* EXERCISE DESCRIPTION
Write out the stretch of the patch review thread from "[PATCH] D20931: [X86]" through "added a comment.", word for word.

[PATCH] D20931: [X86] Reduce the width of multiplification when its operands are extended from i8 or i16

Thu Jun 2 17:46:18 PDT 2016

wmi added a comment.

Eli and Michael, thanks for your comments. Will post a new patch after I address the issues mentioned.


================
Comment at: lib/Target/X86/X86ISelLowering.cpp:26450
@@ +26449,3 @@
+/// For pattern1, mul <N x i32> can be shrinked to mul <N x i16>.
+/// For pattern2, mul <N x i32> can be shrinked to mul <N x i16>
+/// plus mulhs/mulhw <N x i16>.
----------------
eli.friedman wrote:
> "shrunk", not "shrinked"... but you might want to use "narrowed" here instead.
Will fix it.

================
Comment at: lib/Target/X86/X86ISelLowering.cpp:26452
@@ +26451,3 @@
+/// plus mulhs/mulhw <N x i16>.

Records excerpted from a collection
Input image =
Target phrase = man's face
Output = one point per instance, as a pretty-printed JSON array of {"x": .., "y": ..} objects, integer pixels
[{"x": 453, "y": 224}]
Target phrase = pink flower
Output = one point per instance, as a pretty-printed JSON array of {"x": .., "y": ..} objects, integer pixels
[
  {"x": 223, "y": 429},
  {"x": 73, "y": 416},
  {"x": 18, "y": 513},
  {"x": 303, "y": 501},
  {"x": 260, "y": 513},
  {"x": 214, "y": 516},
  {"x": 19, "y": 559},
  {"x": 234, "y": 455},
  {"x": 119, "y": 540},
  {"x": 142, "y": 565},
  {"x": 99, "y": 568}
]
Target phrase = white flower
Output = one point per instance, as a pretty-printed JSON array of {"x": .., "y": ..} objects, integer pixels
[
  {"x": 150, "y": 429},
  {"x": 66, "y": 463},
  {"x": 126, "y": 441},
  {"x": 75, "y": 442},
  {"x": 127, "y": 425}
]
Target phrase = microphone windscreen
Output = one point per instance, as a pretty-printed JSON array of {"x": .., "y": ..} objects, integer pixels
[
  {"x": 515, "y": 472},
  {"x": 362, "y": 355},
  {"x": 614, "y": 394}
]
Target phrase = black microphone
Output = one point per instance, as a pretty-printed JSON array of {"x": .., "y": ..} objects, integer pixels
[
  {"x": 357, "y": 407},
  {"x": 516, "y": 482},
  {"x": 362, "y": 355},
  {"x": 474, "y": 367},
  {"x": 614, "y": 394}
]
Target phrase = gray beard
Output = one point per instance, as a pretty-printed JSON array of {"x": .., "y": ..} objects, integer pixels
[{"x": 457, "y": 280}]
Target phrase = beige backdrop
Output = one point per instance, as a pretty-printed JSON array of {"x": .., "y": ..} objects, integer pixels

* RESULT
[PATCH] D20931: [X86] Reduce the width of multiplification when its operands are extended from i8 or i16

Thu Jun 2 17:46:18 PDT 2016

wmi added a comment.